### [EXTRACTED MATERIAL]

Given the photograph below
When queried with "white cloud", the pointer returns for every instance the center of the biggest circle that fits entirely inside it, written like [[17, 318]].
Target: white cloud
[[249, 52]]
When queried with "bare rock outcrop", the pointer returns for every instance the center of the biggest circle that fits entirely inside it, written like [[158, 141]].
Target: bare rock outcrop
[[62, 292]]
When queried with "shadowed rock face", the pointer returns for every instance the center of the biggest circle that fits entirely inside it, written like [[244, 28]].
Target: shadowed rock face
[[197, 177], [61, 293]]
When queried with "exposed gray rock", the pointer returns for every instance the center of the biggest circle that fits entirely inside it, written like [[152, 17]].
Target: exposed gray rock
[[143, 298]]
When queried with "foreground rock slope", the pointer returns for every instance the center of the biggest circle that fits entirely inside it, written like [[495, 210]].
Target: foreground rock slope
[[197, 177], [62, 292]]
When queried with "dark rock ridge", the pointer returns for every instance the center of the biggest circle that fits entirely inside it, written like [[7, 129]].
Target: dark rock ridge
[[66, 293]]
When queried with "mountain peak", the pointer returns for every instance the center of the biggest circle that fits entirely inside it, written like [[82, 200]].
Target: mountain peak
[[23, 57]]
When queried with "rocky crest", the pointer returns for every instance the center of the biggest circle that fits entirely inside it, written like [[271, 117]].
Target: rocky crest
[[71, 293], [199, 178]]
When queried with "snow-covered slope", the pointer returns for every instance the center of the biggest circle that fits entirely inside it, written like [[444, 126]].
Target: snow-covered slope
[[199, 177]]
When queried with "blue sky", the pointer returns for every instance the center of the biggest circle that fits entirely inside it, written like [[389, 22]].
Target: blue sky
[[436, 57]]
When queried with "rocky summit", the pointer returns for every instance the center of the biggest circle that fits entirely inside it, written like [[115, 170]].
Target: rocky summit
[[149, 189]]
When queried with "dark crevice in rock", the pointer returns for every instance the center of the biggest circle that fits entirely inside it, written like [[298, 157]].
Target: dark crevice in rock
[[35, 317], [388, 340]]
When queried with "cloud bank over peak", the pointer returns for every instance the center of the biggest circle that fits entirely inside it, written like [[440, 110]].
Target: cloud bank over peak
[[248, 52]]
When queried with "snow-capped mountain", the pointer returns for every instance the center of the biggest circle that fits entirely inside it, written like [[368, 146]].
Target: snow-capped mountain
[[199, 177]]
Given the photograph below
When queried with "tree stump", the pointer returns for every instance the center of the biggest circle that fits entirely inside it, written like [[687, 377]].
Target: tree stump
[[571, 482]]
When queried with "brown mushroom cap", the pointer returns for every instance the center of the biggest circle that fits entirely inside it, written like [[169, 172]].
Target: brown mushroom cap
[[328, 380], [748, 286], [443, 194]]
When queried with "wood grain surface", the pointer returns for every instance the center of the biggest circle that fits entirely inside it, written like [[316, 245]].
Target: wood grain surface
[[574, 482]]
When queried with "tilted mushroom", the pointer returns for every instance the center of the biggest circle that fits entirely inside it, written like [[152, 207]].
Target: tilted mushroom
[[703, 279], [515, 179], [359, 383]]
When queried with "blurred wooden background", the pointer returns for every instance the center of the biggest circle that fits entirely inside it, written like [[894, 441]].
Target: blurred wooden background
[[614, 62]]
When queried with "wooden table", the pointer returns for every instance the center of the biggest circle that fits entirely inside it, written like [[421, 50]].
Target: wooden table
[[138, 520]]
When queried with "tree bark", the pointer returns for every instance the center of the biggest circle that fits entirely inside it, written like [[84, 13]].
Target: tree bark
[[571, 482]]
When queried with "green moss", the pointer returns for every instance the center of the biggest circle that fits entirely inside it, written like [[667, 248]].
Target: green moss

### [SET TASK]
Rewrite all of the rows above, substituting "largest" for every occurrence of "biggest" and leaving everything else unchanged.

### [RESPONSE TO THE TASK]
Given the photograph below
When queried with "white cloud", the pointer returns for every instance the center of the largest circle that fits entirely inside it, written like [[17, 318]].
Target: white cloud
[[249, 52]]
When queried with "bare rock outcrop", the pointer returns for every instance the center of the largest circle that fits entirely inside it, written like [[158, 141]].
Target: bare rock outcrop
[[62, 292]]
When queried with "shadowed rock face", the pointer returns for every instance the center of the largest circle that fits entirely inside it, written like [[244, 28]].
Target: shadowed rock face
[[197, 177], [61, 293]]
When queried with "exposed gray rock", the pointer returns for every instance the center of the largest circle that fits entirely inside it, written like [[152, 17]].
Target: exposed gray rock
[[143, 298]]
When queried with "foreground rock slope", the pointer returns for every instance the center of the largest circle that fits entirely inside it, written like [[495, 210]].
Target: foreground rock slope
[[197, 177], [62, 292]]
When queried with "dark rock ridge", the pointer returns for every instance the center of the largest circle that fits entirely inside it, written like [[7, 129]].
Target: dark rock ridge
[[66, 293]]
When queried with "mountain peak", the pointer returns for every instance the center of the largest circle that fits entirely inside it, written like [[82, 200]].
Target: mountain peak
[[23, 57]]
When queried with "rocky crest", the pointer returns for every instance the center of the largest circle that fits entirely inside it, written like [[271, 117]].
Target: rocky crest
[[71, 293], [199, 178]]
When queried with "snow-covered slope", the pointer returns for every instance the center of the largest circle that fits entirely inside it, written like [[444, 126]].
Target: snow-covered slope
[[199, 177]]
When queried with "blue sky", the pointer returns for every instance the center of the largest circle that fits entirely inside it, written like [[389, 22]].
Target: blue sky
[[436, 57]]
When queried with "rocky summit", the pointer returns for every instance the center of the largest circle that fits entirely inside it, written like [[115, 170]].
Target: rocky summit
[[149, 189]]
When queried with "dark crevice in rock", the pointer returns for every instance the center of the largest circle that fits entirely inside it, written like [[298, 157]].
Target: dark crevice in rock
[[35, 317], [388, 340]]
When queried with "cloud bank over peak", the pointer returns for every instance the center of the largest circle that fits entirely inside it, written like [[440, 110]].
Target: cloud bank over peak
[[248, 52]]
When queried with "snow-capped mountain", the pointer returns for every instance the center of the largest circle that fits entirely inside it, written like [[368, 146]].
Target: snow-capped mountain
[[199, 177]]
Given the photograph below
When queried with "tree stump", the pointer returns for every instance the center of the largest circle that fits entirely inside it, written like [[687, 377]].
Target: tree stump
[[571, 482]]
When queried with "brown mushroom cap", the pointer returns for every instance the center of the largest circle that fits entirely inside it, written like [[169, 172]].
Target: brown mushroom cap
[[328, 380], [748, 286], [443, 194]]
When queried with "wood grain surface", the pointer returns for every instance the center of the largest circle that fits entirely inside it, written like [[316, 245]].
Target: wood grain surface
[[574, 482]]
When queried with "tilted mushroom", the pointer returns for every instance the center of the largest circle that fits entirely inside it, written like [[152, 207]].
Target: tilted mushroom
[[703, 279], [515, 179], [359, 383]]
When queried with "blurred wooden background", the pointer returns for every instance the center of the largest circle that fits entirely inside it, written like [[894, 441]].
Target: blurred wooden background
[[614, 62]]
When queried with "wooden table", the pointer returns for every instance the center of the largest circle that fits entirely inside it, written like [[421, 50]].
Target: wooden table
[[138, 520]]
When queried with "tree bark", the pointer returns for every instance the center of the largest circle that fits entirely inside it, written like [[84, 13]].
Target: tree bark
[[571, 482]]
When queried with "green moss", the pointer returns for every instance the center of the largest circle that fits entirely inside it, written like [[667, 248]].
Target: green moss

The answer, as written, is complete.